▶ Given passage:
# best airless paint sprayer under $300



## user1007 (Sep 23, 2009)

Rent pro equipment for the length of time you need it. Buy your own tips if you want to be safe. Do not waste money on under $300 toy equipment that you have limited use for to start. 

Remember, you have to mask everything you do not want to be hit with overspray---windows, doors, etc. And you will encounter a learning curve with a sprayer. And then there is clean-up and maintenance. You may not save all the time you think you will.

As for the deck? You are not going to get the protection with a spray coat you can with another method. Are you using too thin nap of roller cover? Really only 15lf in 2.5 hours? Something is wrong unless the railing has some intricate spindles or something.


----------



## momof2labs (Nov 24, 2009)

sdsester said:


> Rent pro equipment for the length of time you need it. Buy your own tips if you want to be safe. Do not waste money on under $300 toy equipment that you have limited use for to start.

(Point-based annotation data)
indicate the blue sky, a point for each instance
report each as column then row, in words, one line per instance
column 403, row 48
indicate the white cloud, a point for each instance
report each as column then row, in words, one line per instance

▶ Written exercise 1: Translate this sentence from the paint sprayer thread into Spanish: "You may not save all the time you think you will."
▶ Written exercise 2: Decide whether each statement agrees with the paint sprayer thread, and back each yes or no with the deciding words of the thread. (a) The first reply advises renting professional equipment. (b) The first reply says a spray coat protects a deck better than other methods. (c) The first reply says masking is unnecessary when using a sprayer.
▶ Written exercise 3: Print the part of the paint sprayer thread starting with "# best airless" and going on through "think you will.".

▶ Full output 1: Puede que no ahorres todo el tiempo que crees que vas a ahorrar.

▶ Full output 2:
(a) Yes: "Rent pro equipment for the length of time you need it."
(b) No: "You are not going to get the protection with a spray coat you can with another method."
(c) No: "Remember, you have to mask everything you do not want to be hit with overspray"

▶ Full output 3:
# best airless paint sprayer under $300



## user1007 (Sep 23, 2009)

Rent pro equipment for the length of time you need it. Buy your own tips if you want to be safe. Do not waste money on under $300 toy equipment that you have limited use for to start. 

Remember, you have to mask everything you do not want to be hit with overspray---windows, doors, etc. And you will encounter a learning curve with a sprayer. And then there is clean-up and maintenance. You may not save all the time you think you will.